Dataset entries
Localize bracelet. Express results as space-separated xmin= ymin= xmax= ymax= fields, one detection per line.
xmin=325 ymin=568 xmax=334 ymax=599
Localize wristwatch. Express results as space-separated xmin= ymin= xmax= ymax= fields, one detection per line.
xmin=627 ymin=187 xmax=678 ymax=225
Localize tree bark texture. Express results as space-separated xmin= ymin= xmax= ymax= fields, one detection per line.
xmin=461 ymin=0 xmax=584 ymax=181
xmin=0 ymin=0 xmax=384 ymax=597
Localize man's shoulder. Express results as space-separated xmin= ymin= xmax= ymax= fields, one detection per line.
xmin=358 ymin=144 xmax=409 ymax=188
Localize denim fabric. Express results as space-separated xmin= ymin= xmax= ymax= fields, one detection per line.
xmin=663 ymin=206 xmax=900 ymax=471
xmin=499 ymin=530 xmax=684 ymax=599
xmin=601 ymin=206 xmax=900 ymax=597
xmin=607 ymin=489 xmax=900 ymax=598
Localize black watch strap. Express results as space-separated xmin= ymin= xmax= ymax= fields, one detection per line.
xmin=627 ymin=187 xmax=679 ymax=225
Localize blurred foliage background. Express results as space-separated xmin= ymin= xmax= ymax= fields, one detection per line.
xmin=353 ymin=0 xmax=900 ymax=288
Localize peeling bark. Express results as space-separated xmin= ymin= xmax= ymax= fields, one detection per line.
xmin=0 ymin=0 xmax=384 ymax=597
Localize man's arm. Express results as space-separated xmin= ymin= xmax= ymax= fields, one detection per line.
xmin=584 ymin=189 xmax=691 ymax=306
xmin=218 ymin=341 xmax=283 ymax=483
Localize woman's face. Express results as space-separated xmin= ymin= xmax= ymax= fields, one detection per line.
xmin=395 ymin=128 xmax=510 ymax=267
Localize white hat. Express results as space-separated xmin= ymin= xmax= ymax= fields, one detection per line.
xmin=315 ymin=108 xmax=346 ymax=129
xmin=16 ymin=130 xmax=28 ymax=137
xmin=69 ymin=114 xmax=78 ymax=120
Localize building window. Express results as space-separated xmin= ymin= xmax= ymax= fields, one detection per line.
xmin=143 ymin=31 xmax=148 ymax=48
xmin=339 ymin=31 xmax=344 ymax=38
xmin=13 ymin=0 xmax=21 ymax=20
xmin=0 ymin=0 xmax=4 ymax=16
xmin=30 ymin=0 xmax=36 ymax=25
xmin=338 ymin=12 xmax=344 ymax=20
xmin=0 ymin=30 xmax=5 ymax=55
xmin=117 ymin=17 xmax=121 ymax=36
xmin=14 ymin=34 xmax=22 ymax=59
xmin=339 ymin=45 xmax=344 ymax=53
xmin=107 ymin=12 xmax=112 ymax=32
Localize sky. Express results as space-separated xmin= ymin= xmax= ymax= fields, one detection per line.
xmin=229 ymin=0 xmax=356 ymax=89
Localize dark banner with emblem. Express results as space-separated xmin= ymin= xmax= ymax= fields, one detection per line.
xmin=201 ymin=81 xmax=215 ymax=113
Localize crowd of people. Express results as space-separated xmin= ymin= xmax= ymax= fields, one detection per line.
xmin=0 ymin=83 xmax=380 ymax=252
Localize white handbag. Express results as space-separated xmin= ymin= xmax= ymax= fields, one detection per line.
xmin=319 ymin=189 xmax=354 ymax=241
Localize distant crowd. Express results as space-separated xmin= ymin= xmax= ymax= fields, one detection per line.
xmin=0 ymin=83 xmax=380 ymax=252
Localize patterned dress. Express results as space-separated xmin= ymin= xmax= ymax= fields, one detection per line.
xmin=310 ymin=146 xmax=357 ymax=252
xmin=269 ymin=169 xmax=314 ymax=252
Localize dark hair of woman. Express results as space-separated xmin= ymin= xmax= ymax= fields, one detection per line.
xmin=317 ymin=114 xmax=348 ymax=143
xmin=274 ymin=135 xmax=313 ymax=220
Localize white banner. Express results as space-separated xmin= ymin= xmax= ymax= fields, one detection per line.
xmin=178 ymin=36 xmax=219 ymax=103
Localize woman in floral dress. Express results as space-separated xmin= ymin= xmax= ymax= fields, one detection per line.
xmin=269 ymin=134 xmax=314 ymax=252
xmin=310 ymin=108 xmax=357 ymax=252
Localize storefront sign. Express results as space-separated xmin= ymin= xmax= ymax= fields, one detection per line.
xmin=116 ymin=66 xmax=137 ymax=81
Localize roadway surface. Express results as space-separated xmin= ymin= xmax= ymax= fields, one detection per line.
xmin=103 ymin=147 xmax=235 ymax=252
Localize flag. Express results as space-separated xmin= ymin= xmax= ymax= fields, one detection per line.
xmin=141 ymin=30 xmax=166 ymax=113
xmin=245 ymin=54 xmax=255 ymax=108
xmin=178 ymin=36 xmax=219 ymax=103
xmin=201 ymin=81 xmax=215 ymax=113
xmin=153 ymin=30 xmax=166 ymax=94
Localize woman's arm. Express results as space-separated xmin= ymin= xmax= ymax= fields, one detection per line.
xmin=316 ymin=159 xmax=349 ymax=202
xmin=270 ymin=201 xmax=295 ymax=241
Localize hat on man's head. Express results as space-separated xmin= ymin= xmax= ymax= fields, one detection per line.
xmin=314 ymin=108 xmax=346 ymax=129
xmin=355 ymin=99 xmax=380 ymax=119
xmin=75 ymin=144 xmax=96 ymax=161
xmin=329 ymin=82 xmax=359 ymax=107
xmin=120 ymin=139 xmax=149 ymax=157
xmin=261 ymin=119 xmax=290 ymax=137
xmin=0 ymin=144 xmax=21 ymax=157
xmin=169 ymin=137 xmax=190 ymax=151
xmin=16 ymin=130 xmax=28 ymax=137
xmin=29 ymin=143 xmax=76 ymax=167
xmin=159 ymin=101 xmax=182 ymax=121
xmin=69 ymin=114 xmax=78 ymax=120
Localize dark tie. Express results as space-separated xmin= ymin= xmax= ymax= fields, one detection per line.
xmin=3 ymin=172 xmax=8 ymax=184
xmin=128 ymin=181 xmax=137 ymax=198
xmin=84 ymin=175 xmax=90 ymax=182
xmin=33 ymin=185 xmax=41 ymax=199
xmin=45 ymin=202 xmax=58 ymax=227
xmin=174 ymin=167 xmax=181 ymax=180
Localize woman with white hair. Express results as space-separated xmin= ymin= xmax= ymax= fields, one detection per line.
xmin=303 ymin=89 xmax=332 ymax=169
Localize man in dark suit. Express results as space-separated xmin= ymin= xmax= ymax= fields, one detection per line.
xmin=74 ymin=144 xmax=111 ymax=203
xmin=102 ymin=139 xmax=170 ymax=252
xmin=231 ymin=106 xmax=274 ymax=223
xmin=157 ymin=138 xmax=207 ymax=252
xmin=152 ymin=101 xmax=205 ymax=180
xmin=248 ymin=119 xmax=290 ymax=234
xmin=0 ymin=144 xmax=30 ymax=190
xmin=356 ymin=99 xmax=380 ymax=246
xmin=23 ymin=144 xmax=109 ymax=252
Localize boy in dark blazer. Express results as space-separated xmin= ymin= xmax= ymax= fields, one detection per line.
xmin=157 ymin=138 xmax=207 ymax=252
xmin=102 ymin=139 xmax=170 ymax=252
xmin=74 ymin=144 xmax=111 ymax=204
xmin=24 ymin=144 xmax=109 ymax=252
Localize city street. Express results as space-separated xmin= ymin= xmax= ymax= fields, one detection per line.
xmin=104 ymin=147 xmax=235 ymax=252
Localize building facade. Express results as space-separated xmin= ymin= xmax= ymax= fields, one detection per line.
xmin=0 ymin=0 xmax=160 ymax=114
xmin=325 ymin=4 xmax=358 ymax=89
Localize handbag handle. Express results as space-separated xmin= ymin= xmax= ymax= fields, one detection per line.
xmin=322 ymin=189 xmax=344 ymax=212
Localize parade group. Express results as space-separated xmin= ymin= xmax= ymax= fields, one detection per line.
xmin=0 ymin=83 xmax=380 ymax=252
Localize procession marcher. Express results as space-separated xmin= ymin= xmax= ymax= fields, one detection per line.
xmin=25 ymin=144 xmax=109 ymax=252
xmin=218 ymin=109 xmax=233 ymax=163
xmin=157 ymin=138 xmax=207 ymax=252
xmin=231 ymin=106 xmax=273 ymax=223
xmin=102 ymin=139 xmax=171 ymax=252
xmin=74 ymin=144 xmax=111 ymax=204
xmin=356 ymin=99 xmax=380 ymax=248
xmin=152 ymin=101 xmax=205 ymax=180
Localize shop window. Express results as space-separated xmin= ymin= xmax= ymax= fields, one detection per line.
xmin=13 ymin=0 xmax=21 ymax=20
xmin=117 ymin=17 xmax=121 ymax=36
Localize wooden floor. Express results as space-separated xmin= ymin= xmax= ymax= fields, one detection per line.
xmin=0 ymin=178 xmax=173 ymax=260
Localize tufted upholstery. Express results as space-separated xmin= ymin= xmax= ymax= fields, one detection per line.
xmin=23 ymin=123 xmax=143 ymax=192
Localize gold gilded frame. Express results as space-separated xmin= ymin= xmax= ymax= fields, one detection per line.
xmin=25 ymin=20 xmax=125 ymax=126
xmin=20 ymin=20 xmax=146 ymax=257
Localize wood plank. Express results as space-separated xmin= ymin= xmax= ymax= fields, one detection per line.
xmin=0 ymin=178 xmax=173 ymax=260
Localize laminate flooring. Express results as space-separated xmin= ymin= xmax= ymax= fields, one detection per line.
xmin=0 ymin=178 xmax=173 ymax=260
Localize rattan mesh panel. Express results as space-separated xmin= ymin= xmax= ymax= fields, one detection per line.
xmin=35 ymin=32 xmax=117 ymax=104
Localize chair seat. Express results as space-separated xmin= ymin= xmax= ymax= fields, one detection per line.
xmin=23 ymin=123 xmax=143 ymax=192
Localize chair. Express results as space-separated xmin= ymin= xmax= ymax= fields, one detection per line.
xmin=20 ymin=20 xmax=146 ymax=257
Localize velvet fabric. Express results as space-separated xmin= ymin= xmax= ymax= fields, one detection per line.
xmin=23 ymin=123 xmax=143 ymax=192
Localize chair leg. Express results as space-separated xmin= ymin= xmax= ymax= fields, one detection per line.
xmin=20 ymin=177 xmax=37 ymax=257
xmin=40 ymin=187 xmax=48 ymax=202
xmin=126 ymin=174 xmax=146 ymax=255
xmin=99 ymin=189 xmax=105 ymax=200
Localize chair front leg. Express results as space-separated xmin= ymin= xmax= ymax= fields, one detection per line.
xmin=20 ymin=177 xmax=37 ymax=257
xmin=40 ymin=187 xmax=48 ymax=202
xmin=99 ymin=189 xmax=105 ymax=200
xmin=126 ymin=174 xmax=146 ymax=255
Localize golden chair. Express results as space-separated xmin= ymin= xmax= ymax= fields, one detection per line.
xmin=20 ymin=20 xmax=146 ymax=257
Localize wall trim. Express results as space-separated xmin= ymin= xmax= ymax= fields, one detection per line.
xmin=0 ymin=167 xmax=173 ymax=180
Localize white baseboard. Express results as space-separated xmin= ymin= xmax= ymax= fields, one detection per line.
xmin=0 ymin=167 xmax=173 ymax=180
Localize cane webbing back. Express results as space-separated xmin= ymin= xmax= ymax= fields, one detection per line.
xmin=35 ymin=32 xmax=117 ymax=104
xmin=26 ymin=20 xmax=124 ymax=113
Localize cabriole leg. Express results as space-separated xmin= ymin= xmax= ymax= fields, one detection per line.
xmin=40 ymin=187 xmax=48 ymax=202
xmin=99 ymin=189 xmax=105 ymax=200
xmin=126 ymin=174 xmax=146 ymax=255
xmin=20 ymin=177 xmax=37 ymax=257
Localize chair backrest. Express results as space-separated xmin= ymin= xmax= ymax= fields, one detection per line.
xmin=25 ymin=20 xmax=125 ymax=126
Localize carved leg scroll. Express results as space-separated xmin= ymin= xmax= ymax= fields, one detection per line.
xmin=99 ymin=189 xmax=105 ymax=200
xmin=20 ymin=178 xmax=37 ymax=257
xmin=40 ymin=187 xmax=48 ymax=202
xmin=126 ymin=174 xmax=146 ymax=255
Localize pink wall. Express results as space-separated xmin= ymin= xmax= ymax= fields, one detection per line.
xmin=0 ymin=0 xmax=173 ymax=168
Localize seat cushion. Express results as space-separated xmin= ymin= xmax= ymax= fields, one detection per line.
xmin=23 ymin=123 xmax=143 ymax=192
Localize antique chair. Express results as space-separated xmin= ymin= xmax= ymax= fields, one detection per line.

• [JOB]
Reproduce the stretch of records from the line that contains "Localize flag. Express" through the line that contains "xmin=153 ymin=30 xmax=166 ymax=94", requests included, with 105 added to every bounding-box coordinate.

• [FINAL RESULT]
Localize flag. Express results as space-separated xmin= ymin= xmax= ymax= fields, one detection per line.
xmin=246 ymin=135 xmax=271 ymax=218
xmin=350 ymin=159 xmax=360 ymax=213
xmin=283 ymin=141 xmax=324 ymax=208
xmin=306 ymin=186 xmax=320 ymax=218
xmin=258 ymin=135 xmax=271 ymax=199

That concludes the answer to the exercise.